# PASSAGE PROVIDED
§
Yields one 12-inch bourek, enough for a modest dinner/healthy lunch for 4

8 ounces phyllo pastry sheets, defrosted overnight in the refrigerator & brought to room temperature

2 T unsalted butter

2 T olive oil

1 pound leeks, washed & sliced thinly

1/2 t salt

1 T dried oregano

2 t smoked paprika

2 cloves garlic, crushed

4 c baby spinach leaves, chopped roughly

Ground pepper to taste

8 ounces feta, crumbled (use full fat if you can, it’s absolutely worth it)

For assembly:

3 T unsalted butter, melted

3 T olive oil


Preheat oven to 375F, & oil a 12-inch round pan – I used a cake pan, but you can use anything oven-safe with a solid bottom (no springforms/tart pans) at least 1 inch deep.

Heat the butter & oil in a large skillet over medium high heat, & add the leeks & salt. Saute, stirring frequently, until the leeks are very soft & starting to gently brown, about 10 minutes. Add the seasonings & spinach, lower the heat a little, & stir & cook until the spinach is wilted. The mixture should be moist, but not wet – if there’s a lot of moisture in the pan, raise the heat again & cook off some of it for a minute or two. Transfer leek mixture to a bowl & let cool 10 minutes before adding the feta & stirring gently just to combine. Add pepper to taste.

Unwrap & unroll the defrosted phyllo & cover it immediately with a layer of moist paper towels or a damp tea towel – keep it covered at all times or it will dry out & split & be a complete pain in the butt. Combine the melted butter & oil & have ready a large soft pastry brush. Arrange the prepared baking pan in easy reach, with the phyllo, oil/butter, & filling at the ready.
§
# DATASET ENTRIES
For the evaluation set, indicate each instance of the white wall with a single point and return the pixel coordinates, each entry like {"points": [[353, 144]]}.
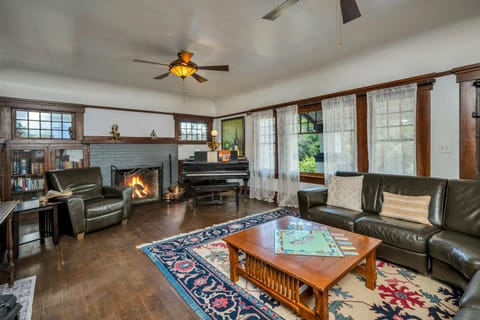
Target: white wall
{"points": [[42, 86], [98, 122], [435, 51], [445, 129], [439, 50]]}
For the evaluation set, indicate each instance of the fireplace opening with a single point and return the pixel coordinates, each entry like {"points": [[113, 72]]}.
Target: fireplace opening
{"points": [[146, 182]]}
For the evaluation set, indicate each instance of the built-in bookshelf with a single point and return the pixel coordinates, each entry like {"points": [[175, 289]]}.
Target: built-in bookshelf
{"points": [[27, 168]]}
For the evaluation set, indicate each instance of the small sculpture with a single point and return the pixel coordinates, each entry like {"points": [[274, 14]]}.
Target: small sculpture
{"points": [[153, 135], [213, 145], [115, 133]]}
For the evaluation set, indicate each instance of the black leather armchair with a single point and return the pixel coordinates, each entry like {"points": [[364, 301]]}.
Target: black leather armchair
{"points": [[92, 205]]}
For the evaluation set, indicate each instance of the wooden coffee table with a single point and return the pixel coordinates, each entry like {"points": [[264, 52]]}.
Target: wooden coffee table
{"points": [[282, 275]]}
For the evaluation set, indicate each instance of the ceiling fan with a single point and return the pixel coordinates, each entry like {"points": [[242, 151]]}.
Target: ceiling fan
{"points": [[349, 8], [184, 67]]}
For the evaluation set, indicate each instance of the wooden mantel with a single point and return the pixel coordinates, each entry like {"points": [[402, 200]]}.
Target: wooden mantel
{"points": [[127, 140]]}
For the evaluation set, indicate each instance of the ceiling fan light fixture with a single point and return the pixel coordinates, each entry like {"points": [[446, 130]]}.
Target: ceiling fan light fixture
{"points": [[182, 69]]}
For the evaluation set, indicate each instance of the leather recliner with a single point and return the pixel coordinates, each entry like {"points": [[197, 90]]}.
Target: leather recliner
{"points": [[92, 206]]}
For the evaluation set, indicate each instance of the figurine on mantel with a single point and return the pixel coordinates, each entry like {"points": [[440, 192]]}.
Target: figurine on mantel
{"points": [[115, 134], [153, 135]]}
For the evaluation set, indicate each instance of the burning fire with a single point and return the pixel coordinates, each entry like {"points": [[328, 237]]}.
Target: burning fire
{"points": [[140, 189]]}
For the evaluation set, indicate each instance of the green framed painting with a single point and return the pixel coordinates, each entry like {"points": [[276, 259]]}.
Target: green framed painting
§
# TASKS TO CARRY OUT
A) For each statement below, answer yes or no according to the bourek recipe, and quote the exact words of the recipe that decide it. (i) The leeks cook for about 10 minutes before the seasonings and spinach are added. (ii) The feta goes into the leek mixture while it is still hot in the skillet. (iii) A springform pan is a suitable choice for baking the bourek.
B) Continue the bourek recipe from the point where the text stops.

# TASK-BY-TASK RESULTS
A)
(i) Yes: "Saute, stirring frequently, until the leeks are very soft & starting to gently brown, about 10 minutes. Add the seasonings & spinach"
(ii) No: "Transfer leek mixture to a bowl & let cool 10 minutes before adding the feta"
(iii) No: "no springforms/tart pans"

B)
Place one sheet of phyllo horizontally on your work surface & quickly brush with oil & butter – it doesn’t have to be sopping, just a few generous swipes with the brush. Spread about 3 T of filling in a rough line along the bottom of the phyllo – it doesn’t have to be perfect. Add another sheet of phyllo to cover the first, & brush this one with oil & butter as well.

Working gently & quickly, start at the bottom edge & roll the phyllo into a cylinder, enclosing the filling. Coil it into a spiral & place it in the center of your prepared pan. Continue with more phyllo & filling, continuing the spiral to fill the pan – you should use all the phyllo & filling, so pack things in firmly.

When you’ve filled the pan & run out of phyllo & filling, gently brush the remaining oil over the top of your bourek & slide it in the oven. Bake for 30-45 minutes, until very golden brown with no pale doughy spots left in the phyllo. Cool on a rack for ten minutes or so before serving, cut into wedges. Bourek is super good with a fresh crunchy salad & some olives.

You can totally experiment with other fillings – finely chopped mushrooms, ground meat/TVP, fresh herbs, harissa paste, leftover mashed potatoes, go nuts!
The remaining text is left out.